» Activity: Sift the records below and copy out, unchanged, each line that contains the word "positive".

» Records:

------------------------------------------------

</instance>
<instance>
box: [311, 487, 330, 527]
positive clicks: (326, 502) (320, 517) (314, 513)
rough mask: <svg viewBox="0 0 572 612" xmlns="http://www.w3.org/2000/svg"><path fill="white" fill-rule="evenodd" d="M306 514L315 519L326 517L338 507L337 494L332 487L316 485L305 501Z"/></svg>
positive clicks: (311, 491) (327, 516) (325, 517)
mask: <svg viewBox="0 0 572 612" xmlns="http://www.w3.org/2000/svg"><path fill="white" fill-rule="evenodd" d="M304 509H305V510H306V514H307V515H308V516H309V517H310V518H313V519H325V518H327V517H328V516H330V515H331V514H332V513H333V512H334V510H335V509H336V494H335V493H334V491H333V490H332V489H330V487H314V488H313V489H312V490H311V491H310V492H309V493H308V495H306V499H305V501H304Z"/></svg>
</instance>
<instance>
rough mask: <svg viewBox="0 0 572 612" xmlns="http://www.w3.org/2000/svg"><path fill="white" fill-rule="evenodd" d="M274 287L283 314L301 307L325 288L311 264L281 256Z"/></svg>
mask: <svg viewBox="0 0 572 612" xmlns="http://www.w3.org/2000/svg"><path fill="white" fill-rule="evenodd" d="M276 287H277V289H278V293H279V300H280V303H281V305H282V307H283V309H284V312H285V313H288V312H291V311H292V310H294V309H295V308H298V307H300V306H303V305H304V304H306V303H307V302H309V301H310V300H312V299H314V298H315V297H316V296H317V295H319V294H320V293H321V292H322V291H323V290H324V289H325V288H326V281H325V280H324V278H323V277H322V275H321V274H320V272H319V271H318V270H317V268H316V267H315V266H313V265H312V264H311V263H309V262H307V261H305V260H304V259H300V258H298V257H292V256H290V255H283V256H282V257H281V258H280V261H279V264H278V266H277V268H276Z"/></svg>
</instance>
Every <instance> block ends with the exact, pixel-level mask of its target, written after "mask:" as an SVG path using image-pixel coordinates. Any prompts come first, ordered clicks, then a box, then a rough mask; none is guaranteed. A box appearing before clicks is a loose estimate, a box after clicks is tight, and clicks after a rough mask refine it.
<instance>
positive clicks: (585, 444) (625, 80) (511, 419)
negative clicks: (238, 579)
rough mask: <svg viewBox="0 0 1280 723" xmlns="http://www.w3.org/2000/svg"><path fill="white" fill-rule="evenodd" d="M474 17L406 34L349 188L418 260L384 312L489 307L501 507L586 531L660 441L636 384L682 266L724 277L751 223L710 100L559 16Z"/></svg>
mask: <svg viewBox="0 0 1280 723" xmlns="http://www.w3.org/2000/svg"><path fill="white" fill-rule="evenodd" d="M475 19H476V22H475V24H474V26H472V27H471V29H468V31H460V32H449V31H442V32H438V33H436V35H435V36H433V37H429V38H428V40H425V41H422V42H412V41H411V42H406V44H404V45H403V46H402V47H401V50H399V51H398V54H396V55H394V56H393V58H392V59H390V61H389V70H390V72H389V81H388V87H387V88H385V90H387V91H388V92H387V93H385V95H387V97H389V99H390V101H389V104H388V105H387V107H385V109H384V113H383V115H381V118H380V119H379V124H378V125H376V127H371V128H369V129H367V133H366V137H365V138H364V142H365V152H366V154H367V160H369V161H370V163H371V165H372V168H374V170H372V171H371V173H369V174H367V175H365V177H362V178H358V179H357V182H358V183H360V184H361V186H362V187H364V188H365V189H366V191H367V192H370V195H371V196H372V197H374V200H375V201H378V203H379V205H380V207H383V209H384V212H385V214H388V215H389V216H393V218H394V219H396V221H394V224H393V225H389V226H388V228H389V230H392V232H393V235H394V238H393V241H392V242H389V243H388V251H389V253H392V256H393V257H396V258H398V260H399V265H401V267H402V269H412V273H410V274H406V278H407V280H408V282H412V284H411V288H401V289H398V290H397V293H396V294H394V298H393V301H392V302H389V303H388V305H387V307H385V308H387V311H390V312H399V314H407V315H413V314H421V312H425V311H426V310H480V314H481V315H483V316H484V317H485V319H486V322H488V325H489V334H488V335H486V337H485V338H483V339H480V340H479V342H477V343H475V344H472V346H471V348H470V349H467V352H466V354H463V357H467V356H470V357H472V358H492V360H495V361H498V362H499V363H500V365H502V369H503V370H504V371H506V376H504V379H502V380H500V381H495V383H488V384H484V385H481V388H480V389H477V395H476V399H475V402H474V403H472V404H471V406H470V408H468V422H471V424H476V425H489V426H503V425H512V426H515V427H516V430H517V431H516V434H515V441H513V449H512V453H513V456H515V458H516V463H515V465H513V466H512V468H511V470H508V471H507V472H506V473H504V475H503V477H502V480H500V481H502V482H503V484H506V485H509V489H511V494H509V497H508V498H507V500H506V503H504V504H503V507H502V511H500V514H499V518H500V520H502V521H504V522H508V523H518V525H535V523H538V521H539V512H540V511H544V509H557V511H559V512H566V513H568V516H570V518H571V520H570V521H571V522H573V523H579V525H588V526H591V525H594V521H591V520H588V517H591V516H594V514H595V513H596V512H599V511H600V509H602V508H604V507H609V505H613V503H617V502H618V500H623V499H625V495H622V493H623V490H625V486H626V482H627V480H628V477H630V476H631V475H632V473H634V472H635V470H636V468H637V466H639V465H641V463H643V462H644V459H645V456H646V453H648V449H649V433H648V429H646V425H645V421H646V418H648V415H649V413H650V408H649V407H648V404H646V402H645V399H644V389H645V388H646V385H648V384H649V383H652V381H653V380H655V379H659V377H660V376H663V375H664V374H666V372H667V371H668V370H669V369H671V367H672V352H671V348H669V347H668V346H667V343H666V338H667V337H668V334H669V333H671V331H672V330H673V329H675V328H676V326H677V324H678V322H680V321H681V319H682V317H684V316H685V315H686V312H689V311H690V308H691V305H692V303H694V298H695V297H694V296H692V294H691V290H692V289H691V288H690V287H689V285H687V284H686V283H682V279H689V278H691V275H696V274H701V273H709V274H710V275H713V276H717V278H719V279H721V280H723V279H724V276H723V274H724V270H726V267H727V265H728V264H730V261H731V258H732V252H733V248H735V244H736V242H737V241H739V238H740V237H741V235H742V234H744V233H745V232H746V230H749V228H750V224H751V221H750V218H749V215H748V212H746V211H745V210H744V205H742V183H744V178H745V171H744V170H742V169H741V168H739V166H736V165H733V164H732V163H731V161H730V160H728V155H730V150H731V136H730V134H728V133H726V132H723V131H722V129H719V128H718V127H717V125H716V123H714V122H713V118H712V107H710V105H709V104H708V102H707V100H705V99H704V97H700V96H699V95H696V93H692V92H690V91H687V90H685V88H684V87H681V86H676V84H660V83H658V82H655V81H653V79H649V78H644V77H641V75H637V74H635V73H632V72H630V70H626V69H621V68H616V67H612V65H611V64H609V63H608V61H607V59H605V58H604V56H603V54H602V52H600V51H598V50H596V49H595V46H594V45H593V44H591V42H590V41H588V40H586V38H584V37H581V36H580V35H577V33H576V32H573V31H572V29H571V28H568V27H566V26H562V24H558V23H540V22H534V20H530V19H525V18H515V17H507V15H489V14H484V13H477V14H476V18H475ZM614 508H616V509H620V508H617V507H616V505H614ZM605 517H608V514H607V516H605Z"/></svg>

------------------------------------------------

» Output for this exercise:
positive clicks: (326, 502) (320, 517) (314, 513)
positive clicks: (311, 491) (327, 516) (325, 517)
positive clicks: (585, 444) (625, 80) (511, 419)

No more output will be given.